Assignment: Transcribe the data. Leave out nothing.

Data for this task:
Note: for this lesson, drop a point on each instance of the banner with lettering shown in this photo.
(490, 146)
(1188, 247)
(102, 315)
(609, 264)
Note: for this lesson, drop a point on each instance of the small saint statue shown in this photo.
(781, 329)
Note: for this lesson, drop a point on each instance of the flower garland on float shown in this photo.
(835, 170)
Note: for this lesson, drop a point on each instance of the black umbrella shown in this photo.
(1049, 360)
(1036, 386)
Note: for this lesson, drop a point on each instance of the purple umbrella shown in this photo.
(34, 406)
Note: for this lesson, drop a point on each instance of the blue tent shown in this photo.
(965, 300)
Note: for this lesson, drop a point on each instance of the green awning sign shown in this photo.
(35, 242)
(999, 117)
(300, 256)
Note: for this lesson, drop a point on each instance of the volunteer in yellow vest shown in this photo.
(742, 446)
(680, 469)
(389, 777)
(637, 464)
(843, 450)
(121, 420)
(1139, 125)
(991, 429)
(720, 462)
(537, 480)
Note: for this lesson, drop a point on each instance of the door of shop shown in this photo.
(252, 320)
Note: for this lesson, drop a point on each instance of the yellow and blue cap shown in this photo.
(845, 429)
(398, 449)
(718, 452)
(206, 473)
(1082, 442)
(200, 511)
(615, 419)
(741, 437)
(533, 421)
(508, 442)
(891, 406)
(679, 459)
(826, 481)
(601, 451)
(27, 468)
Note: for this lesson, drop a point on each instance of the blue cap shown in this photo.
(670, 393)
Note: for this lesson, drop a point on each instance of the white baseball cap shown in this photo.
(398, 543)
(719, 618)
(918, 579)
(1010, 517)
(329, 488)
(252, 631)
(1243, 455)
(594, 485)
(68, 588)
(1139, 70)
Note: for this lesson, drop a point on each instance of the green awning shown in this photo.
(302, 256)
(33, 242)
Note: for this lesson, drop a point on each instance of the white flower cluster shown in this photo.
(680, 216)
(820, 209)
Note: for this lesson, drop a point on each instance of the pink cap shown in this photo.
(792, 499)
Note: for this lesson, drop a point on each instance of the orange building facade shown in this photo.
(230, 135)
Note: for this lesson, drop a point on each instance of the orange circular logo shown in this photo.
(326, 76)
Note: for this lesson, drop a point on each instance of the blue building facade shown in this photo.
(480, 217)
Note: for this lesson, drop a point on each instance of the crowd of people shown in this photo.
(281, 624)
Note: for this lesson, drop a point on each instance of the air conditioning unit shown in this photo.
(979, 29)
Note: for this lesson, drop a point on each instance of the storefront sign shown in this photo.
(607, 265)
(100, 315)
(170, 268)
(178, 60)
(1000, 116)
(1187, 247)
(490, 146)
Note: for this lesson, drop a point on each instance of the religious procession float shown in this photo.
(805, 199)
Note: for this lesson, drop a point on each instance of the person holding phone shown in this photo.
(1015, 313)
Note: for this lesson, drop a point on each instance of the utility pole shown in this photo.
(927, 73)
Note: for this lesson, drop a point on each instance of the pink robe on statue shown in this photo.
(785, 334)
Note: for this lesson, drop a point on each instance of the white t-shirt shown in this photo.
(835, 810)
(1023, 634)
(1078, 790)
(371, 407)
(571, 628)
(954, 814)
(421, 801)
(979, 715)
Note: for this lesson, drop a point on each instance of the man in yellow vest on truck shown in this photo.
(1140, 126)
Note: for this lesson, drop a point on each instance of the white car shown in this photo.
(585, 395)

Your response:
Note: for this lesson, drop a point on each instance of the banner with lettering shown in this photo.
(490, 146)
(1188, 247)
(102, 315)
(609, 264)
Note: for this lesson, drop a point on each instance of the small saint statue shown in this photo.
(781, 329)
Note: for this lesson, drop a point on each instance of the flower garland on float shown in this photo.
(835, 170)
Note: for this lesson, drop a point on each instance of the black umbrella shown in this photo.
(1049, 360)
(1036, 386)
Note: for this lesson, drop a point on each instance of the purple umbrella shown in this photo.
(34, 406)
Note: for this lesson, drop a point on each instance of the blue tent shown in this photo.
(965, 300)
Note: for this lesson, drop a point on each instance of the green awning sign shown in this photo.
(35, 242)
(999, 117)
(300, 256)
Note: for this lesson, drop a point on each instance of the volunteer in yellow vest shown in this photo.
(742, 446)
(680, 469)
(389, 777)
(637, 464)
(843, 450)
(121, 420)
(1139, 125)
(991, 429)
(720, 462)
(537, 480)
Note: for this lesson, drop a point on each instance of the door of shop shown in this photo.
(252, 320)
Note: for this lesson, drop a point on each instance of the yellow and blue cap shown in this photo.
(845, 429)
(398, 449)
(718, 452)
(206, 473)
(1082, 442)
(200, 511)
(615, 419)
(741, 437)
(533, 421)
(508, 442)
(891, 406)
(679, 459)
(826, 481)
(601, 451)
(27, 468)
Note: for this lesson, drop a point on each instance of the blue cap shown in this photo.
(670, 393)
Note: for this lesson, drop a point on each instance of the white baseball cap shown in this photo.
(398, 543)
(719, 618)
(918, 579)
(1010, 517)
(329, 488)
(252, 631)
(1243, 455)
(594, 485)
(68, 588)
(1139, 70)
Note: for this lesson, drop a point on each instance of the green awning shown in this photo.
(302, 256)
(33, 242)
Note: for this lesson, drop a point on each instance of the white flower cluster shown in this photo.
(680, 216)
(820, 209)
Note: for this lesson, drop a point on each instance of the pink cap shown in this photo.
(792, 499)
Note: for this lesson, drop a point on each instance of the orange building facade shown in this photo.
(230, 135)
Note: for this lesson, drop a point on each instance of the orange circular logo shown in this photo.
(326, 76)
Note: for this lesson, drop a point on each instance of the blue building facade shown in this photo.
(480, 217)
Note: for this lesson, drop a point on each instance of the crowd of people shown in this photo.
(281, 624)
Note: for this lesson, drop a point on each instance of the air conditioning unit shown in this photo.
(979, 29)
Note: for this lesson, drop a point on each instance of the storefront sign shown in this photo.
(607, 265)
(100, 315)
(170, 268)
(178, 60)
(1000, 116)
(1187, 247)
(490, 146)
Note: for this lesson, drop a point on each instance of the religious procession float shown in this photo.
(805, 199)
Note: for this lesson, drop a point on each instance of the person holding phone shown in this photo.
(1015, 313)
Note: for this lesson, drop a point on each instance of the utility pole shown in this photo.
(927, 73)
Note: for this lesson, drop a point on each instance of the pink robe on statue shown in this photo.
(785, 334)
Note: for this lesson, drop a point on each instance of the white t-shirt shown in this photo.
(835, 810)
(1023, 634)
(1078, 790)
(371, 407)
(571, 628)
(954, 814)
(421, 801)
(979, 715)
Note: for this lesson, drop a point on each instance of the man in yellow vest on truck shown in this photo.
(1140, 126)
Note: for this lesson, drop a point on each instance of the white car shown in this photo.
(585, 395)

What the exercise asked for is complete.